→ EXCERPT PROVIDED
>>>>>
After cashing Intel’s check and appearing more competitive than expected against Clarkdale 2010 is like a fresh start for AMD. The news gets better.

Late last year AMD said that before the end of 2010 it would be sampling its first APU (Accelerated Processing Unit) - codenamed Llano. Today AMD is announcing that the first Llano samples, built on Global Foundries 32nm high-k + metal gate, SOI process will be sampling to partners in the first half of this year.


GF's 32nm SOI High-K + MG process will be used with Llano

For those not in the know, Llano is AMD’s first hybrid CPU-GPU with on-die graphics. The graphics core is a derivative of AMD’s DirectX 11 Evergreen lineup (the same lineage as the Radeon HD 5970, 5870, 5850, 5670, 5570, 5450, etc...).

Llano will go up against Sandy Bridge, which seems to have been pushed back to 2011 for volume availability according to Intel’s internal roadmaps. While Sandy Bridge will have graphics on-die, it will still only be DX10 class - AMD will have the feature-set advantage as far as graphics is concerned.


Llano's Features

Today we learn a bit more about the CPU side of Llano. The first chip will be a quad-core processor plus on-die graphics. Each core is Phenom II derived, but there’s no shared L3 cache. So Llano cores look a lot like Athlon II cores. I’m hearing that they may have some architectural tweaks, so performance could be better than present-day Athlon IIs.
<<<<<
→ THE TASKS
• A. According to the Llano article, what class of graphics will Sandy Bridge's on-die graphics be?
• B. Write out the part of the Llano article between "Late last year" and "5570, 5450, etc...).", inclusive.
These rows have nothing to do with the Llano article.

→ DATA EXCERPTS
>>>>>
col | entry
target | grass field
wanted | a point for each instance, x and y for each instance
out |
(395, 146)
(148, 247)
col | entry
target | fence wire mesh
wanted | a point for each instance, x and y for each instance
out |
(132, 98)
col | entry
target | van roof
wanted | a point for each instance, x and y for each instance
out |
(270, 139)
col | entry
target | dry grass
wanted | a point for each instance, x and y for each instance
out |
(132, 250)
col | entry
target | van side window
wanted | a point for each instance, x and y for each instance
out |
<<<<<
→ TASK-BY-TASK OUTPUTS
• A. DX10 class.

• B.
Late last year AMD said that before the end of 2010 it would be sampling its first APU (Accelerated Processing Unit) - codenamed Llano. Today AMD is announcing that the first Llano samples, built on Global Foundries 32nm high-k + metal gate, SOI process will be sampling to partners in the first half of this year.


GF's 32nm SOI High-K + MG process will be used with Llano

For those not in the know, Llano is AMD’s first hybrid CPU-GPU with on-die graphics. The graphics core is a derivative of AMD’s DirectX 11 Evergreen lineup (the same lineage as the Radeon HD 5970, 5870, 5850, 5670, 5570, 5450, etc...).